- Фрагмент текста:
Такой же опыт поста я проводил еще дважды, находясь в экспедиционных условиях (в Кенимехе—1936 г., в Тамдыбулаке—1937 г., — это в Кызылкумах). Воду все-таки я не пил в эти предпасхальные дни: святой воды у меня не было, а простую, думалось мне, и пить было нельзя.

Тогда же, в 1929 г., в Туркестане мне был преподан Памятный для меня урок о молитве с поклонами.

Жил в городе один старец, звали его Сергий. Был он нищий, побирался. В храме становился у порога и принимал милостыню. Как-то зимою на день свт. Василия Великого отец (именинник!) пригласил его после обедни «на чашку чая».

Помню, я прибежал из храма иззябшим и стал у печки греться. Мама суетилась у плиты с варевом и чаем... Входит старец, перекрестился, поздравил нас с праздником. Мама усадила его на табурет около печки.

Старец стал меня расспрашивать: сколько лет? Учусь ли? Читаю ли Евангелие? Делаю ли поклоны на молитве? Услышав от меня отрицательный ответ на последний вопрос, стал ласково журить: «Дурашка ты, дурашка! Знаешь, что стоит в очах Божиих один твой земной поклон? Мне, старику, надо сотню сделать их, ох, как трудно делать! По сравнению с твоим одним поклоном они будут менее угодны пред Богом. А ты, дурачок, вот такого-то, ценного на молитве поклона и не делаешь... Негоже, негоже! Надо, чтоб не только язык проговаривал молитву, но чтоб в ней и все тело твое участвовало

— поклонялось Богу. Тебе ведь не трудно сделать поклон, не то, что мне, старику. Так что ты, Миша, впредь не будь дурачком и молись с поклонами... Будешь?».

Мне было стыдно такое выслушивать от старца. И молча, ему в ответ, только утвердительно кивнул головой.

Когда из храма пришел отец, и все мы расселись за столом, опять возобновился разговор о поклонах на молитве. Отец меня защищал перед старцем, что-де я во время Литургии становлюсь на колени; но старец не унимался и все твердил мне: «Впредь не будь дурачком, но всегда сочетай свою языковую молитву с поклонами».

Записи координатной разметки:

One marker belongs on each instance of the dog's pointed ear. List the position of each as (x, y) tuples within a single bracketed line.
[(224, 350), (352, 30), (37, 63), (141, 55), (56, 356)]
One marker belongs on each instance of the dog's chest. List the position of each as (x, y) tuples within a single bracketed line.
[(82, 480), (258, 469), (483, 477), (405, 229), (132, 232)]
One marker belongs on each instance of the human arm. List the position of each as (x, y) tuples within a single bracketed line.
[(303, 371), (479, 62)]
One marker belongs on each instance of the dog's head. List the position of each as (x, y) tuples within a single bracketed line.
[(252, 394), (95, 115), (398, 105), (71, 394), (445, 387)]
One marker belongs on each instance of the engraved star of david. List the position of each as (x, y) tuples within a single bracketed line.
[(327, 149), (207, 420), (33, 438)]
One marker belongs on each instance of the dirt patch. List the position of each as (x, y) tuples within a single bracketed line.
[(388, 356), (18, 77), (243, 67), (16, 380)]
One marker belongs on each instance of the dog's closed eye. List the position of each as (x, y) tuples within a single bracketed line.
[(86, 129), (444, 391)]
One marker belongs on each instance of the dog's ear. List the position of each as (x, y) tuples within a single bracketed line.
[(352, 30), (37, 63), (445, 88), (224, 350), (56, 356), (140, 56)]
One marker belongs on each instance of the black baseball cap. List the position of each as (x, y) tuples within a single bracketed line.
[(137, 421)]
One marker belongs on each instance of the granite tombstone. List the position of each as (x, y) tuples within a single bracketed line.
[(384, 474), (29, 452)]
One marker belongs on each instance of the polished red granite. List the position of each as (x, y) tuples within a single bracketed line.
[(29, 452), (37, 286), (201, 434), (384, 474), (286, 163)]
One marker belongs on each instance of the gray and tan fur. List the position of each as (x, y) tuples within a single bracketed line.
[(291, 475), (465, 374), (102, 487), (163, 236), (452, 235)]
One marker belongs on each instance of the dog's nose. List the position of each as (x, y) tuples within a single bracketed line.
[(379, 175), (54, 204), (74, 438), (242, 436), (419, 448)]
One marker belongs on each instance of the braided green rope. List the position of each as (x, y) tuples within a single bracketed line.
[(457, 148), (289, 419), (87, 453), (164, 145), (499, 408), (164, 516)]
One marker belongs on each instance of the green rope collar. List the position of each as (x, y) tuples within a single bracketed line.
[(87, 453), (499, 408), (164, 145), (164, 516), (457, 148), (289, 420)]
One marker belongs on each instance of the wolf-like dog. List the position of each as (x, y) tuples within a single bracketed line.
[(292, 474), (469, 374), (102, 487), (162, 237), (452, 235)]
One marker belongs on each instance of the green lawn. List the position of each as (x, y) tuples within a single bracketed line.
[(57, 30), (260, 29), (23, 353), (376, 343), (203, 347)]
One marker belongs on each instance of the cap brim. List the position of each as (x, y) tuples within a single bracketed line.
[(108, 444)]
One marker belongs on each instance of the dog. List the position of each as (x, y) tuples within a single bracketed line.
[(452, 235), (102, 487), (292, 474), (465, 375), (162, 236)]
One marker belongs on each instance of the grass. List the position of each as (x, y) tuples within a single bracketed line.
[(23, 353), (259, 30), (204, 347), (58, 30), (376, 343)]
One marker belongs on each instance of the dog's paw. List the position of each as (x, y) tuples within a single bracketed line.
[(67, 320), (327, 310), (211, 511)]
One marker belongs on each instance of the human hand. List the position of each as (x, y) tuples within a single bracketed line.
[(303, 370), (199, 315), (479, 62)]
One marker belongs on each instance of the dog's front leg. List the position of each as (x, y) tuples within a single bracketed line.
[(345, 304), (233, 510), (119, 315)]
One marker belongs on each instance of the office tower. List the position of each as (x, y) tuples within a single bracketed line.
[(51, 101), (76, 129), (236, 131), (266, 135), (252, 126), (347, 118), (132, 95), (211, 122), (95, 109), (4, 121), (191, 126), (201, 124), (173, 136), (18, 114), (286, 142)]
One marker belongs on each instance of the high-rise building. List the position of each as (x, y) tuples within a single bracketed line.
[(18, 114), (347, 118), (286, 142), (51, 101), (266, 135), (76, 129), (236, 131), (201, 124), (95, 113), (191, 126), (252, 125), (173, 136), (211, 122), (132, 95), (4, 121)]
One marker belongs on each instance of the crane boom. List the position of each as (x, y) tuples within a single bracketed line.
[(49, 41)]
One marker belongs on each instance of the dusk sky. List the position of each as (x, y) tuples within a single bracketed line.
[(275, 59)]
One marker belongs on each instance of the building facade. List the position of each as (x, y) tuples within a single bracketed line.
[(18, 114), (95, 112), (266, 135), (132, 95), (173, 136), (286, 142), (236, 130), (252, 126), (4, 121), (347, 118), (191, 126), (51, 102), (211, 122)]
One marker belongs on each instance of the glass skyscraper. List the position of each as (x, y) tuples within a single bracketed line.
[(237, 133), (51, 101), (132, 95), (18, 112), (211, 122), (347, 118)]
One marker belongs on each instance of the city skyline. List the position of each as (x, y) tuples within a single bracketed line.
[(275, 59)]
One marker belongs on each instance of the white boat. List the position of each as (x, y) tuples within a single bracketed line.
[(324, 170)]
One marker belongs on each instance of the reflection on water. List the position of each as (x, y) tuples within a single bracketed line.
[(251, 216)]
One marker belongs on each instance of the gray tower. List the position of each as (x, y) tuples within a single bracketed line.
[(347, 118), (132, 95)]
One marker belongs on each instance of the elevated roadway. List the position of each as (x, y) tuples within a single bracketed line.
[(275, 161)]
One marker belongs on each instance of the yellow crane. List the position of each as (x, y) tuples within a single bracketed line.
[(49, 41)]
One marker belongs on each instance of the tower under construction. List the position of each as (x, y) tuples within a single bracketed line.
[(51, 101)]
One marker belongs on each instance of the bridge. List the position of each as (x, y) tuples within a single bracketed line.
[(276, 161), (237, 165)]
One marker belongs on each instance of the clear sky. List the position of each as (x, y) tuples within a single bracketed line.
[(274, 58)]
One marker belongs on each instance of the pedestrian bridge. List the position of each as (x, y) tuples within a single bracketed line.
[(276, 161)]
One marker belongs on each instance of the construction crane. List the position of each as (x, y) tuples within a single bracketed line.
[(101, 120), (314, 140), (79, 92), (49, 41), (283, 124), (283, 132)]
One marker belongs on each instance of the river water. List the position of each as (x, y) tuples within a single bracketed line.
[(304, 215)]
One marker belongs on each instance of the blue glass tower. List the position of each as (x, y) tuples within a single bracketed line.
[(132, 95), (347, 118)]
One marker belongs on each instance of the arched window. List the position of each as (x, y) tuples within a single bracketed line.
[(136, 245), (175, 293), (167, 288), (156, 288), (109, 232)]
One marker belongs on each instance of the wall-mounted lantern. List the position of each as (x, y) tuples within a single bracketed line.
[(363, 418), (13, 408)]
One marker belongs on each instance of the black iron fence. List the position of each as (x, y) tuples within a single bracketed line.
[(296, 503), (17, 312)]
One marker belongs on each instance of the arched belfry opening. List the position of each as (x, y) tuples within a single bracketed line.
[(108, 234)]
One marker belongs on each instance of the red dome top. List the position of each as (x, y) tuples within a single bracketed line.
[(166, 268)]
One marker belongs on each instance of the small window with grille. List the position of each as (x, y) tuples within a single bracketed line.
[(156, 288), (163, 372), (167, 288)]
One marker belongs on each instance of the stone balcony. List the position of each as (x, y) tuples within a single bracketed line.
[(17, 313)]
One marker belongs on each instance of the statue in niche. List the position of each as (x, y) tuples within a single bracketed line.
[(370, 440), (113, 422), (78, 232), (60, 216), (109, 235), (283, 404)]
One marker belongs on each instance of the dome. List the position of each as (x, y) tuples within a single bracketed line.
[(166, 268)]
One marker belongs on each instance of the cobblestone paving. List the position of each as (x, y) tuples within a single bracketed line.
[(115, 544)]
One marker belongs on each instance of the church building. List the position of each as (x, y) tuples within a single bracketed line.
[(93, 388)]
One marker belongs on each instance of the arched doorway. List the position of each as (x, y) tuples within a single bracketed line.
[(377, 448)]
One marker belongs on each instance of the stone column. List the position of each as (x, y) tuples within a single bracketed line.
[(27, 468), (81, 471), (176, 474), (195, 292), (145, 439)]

- Условия задания: В какой день, согласно фрагменту текста, отец пригласил старца после обедни «на чашку чая»?

- Письменный ответ: Зимой, на день свт. Василия Великого.